• **Work to be completed**:
Scale the lines from the one containing "indicate the vintage" through the end of the items. Reproduce each line in that range, not only the answers, multiplying every point coordinate in the answers by 2.4 and rounding to whole numbers, halves up, and leave all other numbers unchanged.

• **Information shown**:

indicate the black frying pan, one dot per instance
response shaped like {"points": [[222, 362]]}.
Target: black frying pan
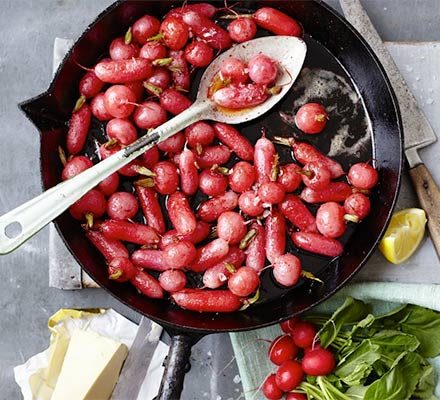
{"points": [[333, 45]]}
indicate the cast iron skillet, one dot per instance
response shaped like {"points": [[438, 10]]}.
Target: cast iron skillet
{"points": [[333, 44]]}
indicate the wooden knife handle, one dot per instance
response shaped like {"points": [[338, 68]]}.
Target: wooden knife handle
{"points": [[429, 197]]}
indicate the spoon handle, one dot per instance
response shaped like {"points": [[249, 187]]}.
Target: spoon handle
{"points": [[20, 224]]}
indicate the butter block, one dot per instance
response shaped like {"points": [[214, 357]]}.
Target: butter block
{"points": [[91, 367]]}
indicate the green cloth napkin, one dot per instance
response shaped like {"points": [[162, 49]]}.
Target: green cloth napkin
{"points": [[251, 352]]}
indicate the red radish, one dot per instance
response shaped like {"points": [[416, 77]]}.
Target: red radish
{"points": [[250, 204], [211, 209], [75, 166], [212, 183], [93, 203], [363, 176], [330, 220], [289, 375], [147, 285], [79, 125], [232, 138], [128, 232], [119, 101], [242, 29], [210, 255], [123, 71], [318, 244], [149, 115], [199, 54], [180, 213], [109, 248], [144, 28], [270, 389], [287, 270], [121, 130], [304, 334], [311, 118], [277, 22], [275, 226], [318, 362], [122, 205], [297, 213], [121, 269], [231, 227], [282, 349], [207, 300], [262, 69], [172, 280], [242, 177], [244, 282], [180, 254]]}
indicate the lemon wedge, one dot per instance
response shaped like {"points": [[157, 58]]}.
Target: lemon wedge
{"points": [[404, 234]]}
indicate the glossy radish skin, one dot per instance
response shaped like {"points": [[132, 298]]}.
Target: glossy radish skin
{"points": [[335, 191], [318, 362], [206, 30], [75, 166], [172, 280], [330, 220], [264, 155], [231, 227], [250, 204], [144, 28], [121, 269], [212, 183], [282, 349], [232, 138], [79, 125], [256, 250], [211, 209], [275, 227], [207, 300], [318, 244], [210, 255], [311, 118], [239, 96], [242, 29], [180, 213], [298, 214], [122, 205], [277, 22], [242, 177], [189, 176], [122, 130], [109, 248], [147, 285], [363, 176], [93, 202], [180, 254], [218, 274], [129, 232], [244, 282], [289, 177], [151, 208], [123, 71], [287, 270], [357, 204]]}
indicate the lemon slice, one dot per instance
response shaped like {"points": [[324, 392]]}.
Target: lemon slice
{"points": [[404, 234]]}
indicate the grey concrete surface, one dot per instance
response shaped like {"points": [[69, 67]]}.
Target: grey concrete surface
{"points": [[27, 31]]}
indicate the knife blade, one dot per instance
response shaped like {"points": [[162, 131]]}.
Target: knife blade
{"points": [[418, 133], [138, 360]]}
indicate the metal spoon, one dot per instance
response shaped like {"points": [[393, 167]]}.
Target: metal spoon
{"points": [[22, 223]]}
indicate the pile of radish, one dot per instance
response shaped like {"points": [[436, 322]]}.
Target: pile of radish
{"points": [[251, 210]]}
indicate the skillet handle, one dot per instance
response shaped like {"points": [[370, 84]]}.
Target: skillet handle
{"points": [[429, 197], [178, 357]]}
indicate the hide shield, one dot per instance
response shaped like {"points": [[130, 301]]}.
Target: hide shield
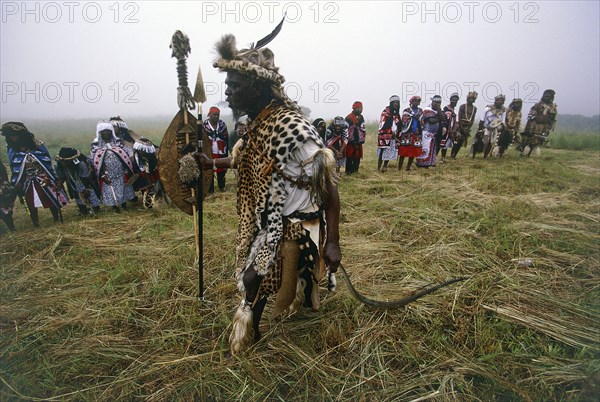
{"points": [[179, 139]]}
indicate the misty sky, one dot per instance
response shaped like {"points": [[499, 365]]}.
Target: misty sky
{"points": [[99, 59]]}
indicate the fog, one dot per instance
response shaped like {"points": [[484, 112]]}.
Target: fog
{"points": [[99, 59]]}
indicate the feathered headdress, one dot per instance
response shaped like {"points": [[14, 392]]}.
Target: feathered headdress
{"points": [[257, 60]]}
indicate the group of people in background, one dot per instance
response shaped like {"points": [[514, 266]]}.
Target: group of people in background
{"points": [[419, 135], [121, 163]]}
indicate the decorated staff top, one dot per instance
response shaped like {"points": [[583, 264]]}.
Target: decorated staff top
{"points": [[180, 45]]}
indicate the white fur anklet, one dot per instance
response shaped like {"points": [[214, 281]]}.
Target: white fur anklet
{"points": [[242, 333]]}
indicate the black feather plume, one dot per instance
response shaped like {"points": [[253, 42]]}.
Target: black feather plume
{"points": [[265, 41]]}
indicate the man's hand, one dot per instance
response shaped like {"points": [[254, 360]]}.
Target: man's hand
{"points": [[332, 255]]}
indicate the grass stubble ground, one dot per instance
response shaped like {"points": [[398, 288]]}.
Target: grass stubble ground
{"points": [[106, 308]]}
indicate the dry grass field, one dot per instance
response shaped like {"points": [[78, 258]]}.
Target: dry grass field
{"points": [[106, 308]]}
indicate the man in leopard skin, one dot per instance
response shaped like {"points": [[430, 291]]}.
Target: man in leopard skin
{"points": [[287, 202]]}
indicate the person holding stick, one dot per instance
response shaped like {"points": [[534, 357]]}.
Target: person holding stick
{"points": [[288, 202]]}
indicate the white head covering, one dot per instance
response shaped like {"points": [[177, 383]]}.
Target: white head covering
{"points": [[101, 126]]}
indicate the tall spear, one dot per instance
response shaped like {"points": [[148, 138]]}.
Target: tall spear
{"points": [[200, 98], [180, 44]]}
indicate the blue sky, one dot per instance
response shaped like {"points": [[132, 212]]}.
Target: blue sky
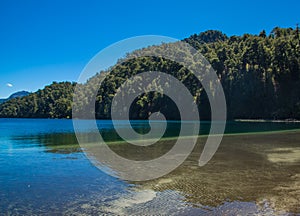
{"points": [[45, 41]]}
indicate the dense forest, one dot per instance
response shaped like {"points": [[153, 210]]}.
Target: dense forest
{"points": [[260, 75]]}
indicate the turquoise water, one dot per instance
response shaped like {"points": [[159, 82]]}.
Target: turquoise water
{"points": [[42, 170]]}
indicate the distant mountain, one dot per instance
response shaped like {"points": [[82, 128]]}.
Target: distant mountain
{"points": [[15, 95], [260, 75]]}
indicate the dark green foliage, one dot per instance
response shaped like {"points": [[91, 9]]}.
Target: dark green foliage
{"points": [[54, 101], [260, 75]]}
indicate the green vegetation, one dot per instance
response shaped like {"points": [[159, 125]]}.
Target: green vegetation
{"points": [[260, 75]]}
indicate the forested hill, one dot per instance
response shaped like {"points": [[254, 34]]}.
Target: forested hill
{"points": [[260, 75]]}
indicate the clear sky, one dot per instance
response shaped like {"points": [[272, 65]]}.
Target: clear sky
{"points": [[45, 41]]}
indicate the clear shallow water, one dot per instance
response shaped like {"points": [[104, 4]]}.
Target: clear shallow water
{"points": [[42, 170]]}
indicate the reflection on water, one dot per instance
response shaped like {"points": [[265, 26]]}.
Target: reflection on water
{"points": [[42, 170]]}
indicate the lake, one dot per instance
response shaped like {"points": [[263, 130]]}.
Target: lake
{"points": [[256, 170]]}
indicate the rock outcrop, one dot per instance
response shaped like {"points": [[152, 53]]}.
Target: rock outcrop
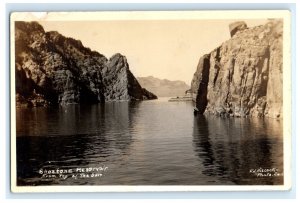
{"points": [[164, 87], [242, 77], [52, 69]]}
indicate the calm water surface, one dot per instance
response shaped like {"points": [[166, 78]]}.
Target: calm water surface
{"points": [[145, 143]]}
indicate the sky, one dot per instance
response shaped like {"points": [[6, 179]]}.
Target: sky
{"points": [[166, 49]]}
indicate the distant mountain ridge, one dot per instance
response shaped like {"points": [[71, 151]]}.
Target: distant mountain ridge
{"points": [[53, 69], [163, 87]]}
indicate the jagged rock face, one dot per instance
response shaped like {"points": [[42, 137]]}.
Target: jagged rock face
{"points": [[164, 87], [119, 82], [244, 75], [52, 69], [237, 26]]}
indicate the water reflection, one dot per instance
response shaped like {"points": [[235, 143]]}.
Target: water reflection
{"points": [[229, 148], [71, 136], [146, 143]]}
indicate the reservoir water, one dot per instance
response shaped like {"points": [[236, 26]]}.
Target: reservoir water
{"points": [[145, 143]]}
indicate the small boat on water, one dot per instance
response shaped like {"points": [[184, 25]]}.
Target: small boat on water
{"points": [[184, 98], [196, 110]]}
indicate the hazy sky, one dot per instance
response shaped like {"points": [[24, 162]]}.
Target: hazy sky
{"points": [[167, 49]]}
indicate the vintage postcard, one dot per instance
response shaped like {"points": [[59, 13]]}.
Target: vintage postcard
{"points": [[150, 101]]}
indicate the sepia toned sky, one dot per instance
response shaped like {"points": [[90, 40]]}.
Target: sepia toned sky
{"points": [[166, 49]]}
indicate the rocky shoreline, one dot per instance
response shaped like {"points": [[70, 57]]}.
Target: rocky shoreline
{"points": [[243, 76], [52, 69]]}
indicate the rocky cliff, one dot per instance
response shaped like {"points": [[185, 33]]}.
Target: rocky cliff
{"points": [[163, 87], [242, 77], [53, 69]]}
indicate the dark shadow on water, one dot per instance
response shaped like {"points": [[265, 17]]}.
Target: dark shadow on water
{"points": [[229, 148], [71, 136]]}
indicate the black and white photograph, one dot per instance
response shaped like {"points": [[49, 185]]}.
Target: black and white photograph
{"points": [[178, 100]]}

• **Answer to the task**:
indicate the vintage postcard, one dot per instance
response shaped like {"points": [[59, 13]]}.
Target: vintage postcard
{"points": [[360, 242]]}
indicate the sepia toned sky, one dot per instance
response shaped like {"points": [[90, 40]]}.
Target: sepia toned sky
{"points": [[398, 118]]}
indicate the rocky shoreline, one dot per instance
response shaped like {"points": [[70, 57]]}.
Target: rocky shoreline
{"points": [[583, 182], [125, 166]]}
indicate the rocky cliff, one dot per instance
response shaped like {"points": [[185, 33]]}.
Target: rocky cliff
{"points": [[391, 209], [581, 185], [127, 166]]}
indicate the dark shadow on water, one dot per instance
response shaped like {"points": [[265, 17]]}.
Target: dark shadow on water
{"points": [[550, 355], [170, 326]]}
indicate the black and white photograph, one dot per instance
response shaped like {"points": [[49, 185]]}.
Target: black and white photograph
{"points": [[427, 240]]}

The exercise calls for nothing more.